### Goal:
Write out each of the following items verbatim, reproducing every line without alteration.

### Input:
##########

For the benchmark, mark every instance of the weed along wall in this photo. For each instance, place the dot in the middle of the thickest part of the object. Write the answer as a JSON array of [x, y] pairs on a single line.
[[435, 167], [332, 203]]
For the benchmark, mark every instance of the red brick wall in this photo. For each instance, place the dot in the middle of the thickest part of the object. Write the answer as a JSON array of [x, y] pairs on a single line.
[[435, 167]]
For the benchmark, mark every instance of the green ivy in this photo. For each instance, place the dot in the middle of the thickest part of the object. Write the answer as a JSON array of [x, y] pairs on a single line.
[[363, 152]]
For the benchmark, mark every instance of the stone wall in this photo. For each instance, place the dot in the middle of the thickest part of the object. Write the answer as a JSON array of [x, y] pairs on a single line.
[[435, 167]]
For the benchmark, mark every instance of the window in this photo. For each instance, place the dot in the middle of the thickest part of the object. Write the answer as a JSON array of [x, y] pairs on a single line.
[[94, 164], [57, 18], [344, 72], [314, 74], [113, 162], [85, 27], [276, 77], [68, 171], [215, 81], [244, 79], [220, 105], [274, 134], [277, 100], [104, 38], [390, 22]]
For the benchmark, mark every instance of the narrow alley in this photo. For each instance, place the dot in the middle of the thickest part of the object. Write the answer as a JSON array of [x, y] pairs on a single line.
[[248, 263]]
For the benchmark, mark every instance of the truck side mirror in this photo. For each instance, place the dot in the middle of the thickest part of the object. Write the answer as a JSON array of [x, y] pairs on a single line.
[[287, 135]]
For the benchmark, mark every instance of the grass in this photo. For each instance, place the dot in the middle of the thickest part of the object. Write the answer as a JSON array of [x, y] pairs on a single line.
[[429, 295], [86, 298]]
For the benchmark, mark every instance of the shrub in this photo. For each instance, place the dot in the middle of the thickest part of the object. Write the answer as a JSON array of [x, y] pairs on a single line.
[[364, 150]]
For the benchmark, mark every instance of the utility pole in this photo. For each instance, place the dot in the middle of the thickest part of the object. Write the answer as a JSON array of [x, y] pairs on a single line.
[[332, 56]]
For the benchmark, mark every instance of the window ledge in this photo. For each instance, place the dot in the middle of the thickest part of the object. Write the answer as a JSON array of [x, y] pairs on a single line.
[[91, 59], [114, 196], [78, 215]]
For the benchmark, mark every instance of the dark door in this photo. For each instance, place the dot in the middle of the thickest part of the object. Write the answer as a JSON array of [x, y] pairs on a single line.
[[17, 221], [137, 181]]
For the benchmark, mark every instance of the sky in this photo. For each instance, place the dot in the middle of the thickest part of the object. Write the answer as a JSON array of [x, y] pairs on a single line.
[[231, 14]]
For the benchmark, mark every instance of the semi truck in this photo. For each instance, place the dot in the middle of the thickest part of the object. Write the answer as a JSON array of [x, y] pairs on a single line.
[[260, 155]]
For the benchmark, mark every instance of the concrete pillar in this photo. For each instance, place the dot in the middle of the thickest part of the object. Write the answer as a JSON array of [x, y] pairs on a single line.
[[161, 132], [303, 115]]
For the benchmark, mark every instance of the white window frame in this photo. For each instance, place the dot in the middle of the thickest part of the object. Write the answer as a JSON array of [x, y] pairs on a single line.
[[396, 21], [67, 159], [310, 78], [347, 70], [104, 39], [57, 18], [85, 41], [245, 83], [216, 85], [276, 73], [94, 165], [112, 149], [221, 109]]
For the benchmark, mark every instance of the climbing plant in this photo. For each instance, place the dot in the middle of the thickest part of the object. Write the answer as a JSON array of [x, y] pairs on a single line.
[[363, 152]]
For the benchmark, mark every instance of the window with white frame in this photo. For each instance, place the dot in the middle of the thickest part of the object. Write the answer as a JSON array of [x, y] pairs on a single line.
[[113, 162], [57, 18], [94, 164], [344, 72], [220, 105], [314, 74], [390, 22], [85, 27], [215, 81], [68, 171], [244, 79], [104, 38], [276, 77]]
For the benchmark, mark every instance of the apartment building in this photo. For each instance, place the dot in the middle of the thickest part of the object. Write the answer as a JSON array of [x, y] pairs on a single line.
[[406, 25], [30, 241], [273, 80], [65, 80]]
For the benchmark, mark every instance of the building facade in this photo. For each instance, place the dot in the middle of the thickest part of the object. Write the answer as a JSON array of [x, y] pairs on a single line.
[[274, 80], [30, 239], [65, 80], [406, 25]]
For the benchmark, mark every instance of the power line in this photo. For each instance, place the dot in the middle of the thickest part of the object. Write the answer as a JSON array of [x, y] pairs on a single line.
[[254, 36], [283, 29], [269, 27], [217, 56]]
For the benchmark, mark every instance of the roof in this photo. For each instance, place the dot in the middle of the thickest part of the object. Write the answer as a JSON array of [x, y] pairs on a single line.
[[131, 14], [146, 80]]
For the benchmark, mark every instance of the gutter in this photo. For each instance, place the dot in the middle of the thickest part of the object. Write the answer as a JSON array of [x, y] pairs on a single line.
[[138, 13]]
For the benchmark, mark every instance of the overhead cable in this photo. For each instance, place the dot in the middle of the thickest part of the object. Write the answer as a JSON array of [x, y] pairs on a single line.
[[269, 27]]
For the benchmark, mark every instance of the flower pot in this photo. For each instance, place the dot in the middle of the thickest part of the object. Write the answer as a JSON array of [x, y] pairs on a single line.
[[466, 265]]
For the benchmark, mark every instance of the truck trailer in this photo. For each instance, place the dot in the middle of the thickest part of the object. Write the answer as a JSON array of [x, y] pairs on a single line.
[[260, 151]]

##########

### Full response:
For the benchmark, mark every instance of the weed along wall in this photo. For each instance, place the dot in the middle of the thickest part of the object. Write the answer as a JSON array of [x, y] pairs on a single line.
[[435, 167], [332, 203]]
For the benchmark, mark every instance of the red brick wall in this photo. For each instance, place the dot in the middle of the thickest part of the object. Write the answer as a JSON array of [x, y] pairs on a single line.
[[435, 167]]
For the benchmark, mark every instance of the green ivy in this photo. For each instance, place the dot in the middle of the thickest part of the object. Write the answer as a JSON array of [x, y] pairs on a single line.
[[363, 152]]
For the benchmark, mark every instance of the stone wall in this photo. For each instance, place the dot in the middle of the thickest part of the object. Write the answer as a JSON array of [x, y] pairs on a single line.
[[435, 167]]
For the benchmark, mark every instance of the window in this photo. For each instance, place the dot in the middle of the thickest part of the object. Write the answer as a JSON array of [x, y] pairs on a single line.
[[94, 164], [57, 18], [344, 72], [314, 74], [113, 162], [85, 27], [276, 77], [68, 171], [215, 81], [244, 79], [220, 105], [274, 134], [277, 100], [104, 38], [390, 22]]
For the benchmark, mark every instance of the narrow alley in this photo. For each instance, place the dot in the middle of the thickest part of the object. Write the answer as a JSON array of [x, y] pairs on a single line.
[[248, 263]]
For the benchmark, mark every instance of the truck side mirror in this photo. For each instance, place the dot in the middle of the thickest part of the object. Write the answer as a JSON array of [x, y] pairs on a single line.
[[287, 135]]
For the benchmark, mark every instance of the grass in this photo. For each instance, place the dot in the middle of the thickest part of the object. Write the answer as a JSON array of [x, y] pairs on a single line.
[[429, 295], [86, 298]]
For the benchmark, mark every instance of the shrub in this photo. For each instance, place the dot in the middle of the thickest part of the object. Write the answer as a JSON array of [x, y] pairs on a single line.
[[364, 150]]
For the benchmark, mark every instance of the utility pole in this photo. For each instance, place the dot in the middle of the thickest part of the object. Write the answer as a JSON array of [x, y] pairs on a single line.
[[332, 56]]
For the benchmark, mark every instance of the window ledge in this photo. For each instance, place the dot in the middle of the thickest part of the object. Write the answer as a JSON array of [x, y] pairs on a single line.
[[91, 59], [114, 196], [78, 215]]
For the benchmark, mark every instance of the dark door in this photo. For each instance, place the dot in the middle of the thickest part of the object. Write the answer as a JSON array of [x, y] pairs on a single line.
[[17, 221], [137, 181]]
For the benchmark, mark every instance of the sky in this photo. For each instance, place the dot in the middle of the thickest part of the object. Write the answer as a JSON array of [x, y] pairs on a single line.
[[231, 14]]
For the benchmark, mark every instance of the semi truck in this photo. For each instance, place the dot in the middle of the thickest part of the object. Write the answer as a JSON array of [x, y] pairs on a single line.
[[260, 155]]
For the benchmark, mark every instance of the concrete pillar in this photo. For each instance, place the dot in the middle of the thickest part of the object. Write the answer as a JSON array of [x, y] pairs on a single line.
[[161, 132], [303, 115]]
For the benchmark, mark every instance of the white window frame in this photo. For each instance, place the dot in the middle of the thickest part of the object. Write the answer as a JSON array of [x, y] pairs on a single line.
[[396, 21], [67, 159], [310, 78], [347, 70], [104, 39], [57, 18], [85, 41], [245, 83], [216, 85], [276, 73], [94, 165], [112, 149], [221, 109]]
For the benchmark, mark every instance of the climbing plant in this photo. For each instance, place the dot in the middle of the thickest part of the object. Write the answer as a JSON array of [x, y] pairs on a single line.
[[363, 152]]
For the benchmark, mark every instance of the window with white frame in this photo. For each instance, place the dot in the middle of the thickest part of the object. Write the answer as a JSON array of [x, y] pairs on a single line.
[[113, 162], [57, 18], [94, 164], [344, 72], [220, 105], [314, 74], [390, 22], [85, 27], [215, 81], [68, 171], [244, 79], [104, 38], [276, 77]]
For the benchmark, mark every instance of the apartment building in this photo. For each instance, place the dot in the middle of the thickest part of the object. Write the answer as a JSON array of [x, y] pairs on a single line.
[[406, 25], [30, 241], [273, 80], [65, 80]]
For the benchmark, mark every instance of the building facade in this photo. For each instance, place the dot in the middle of the thickest part of the object. Write the answer as a JSON array of [x, y] pairs on a single line.
[[274, 80], [30, 239], [65, 80], [406, 25]]
For the benchmark, mark every instance of the power line in this photo. For each instance, place the dot in the middle of the thickest part of the object. Write the answer as a JSON array of [x, y] pairs on a single line.
[[254, 36], [283, 29], [269, 27], [217, 56]]
For the benchmark, mark every instance of the roof in this photo. For each instance, place the dot in the middle of the thickest part of the object. Write the answer as a JSON array of [x, y] pairs on a single line.
[[131, 14], [146, 80]]
For the benchmark, mark every instance of the gutter in this photo. For each instance, place the dot in the middle of the thickest part of the object. Write the answer as a JSON array of [x, y] pairs on a single line.
[[138, 13]]
For the benchmark, mark every instance of the overhead cable in this photo. For each instance, place the dot in the middle of the thickest part of the object. Write the answer as a JSON array of [x, y] pairs on a single line.
[[269, 27]]
For the benchmark, mark every instance of the flower pot in this photo. For each instance, place the dot in the middle of the thickest part of the object. Write the answer as a JSON array of [x, y] pairs on a single line.
[[466, 265]]
For the benchmark, mark every instance of the truck trailer in this photo. For each instance, place the dot in the middle of the thickest part of the object. Write the answer as a JSON array of [x, y] pairs on a single line.
[[260, 151]]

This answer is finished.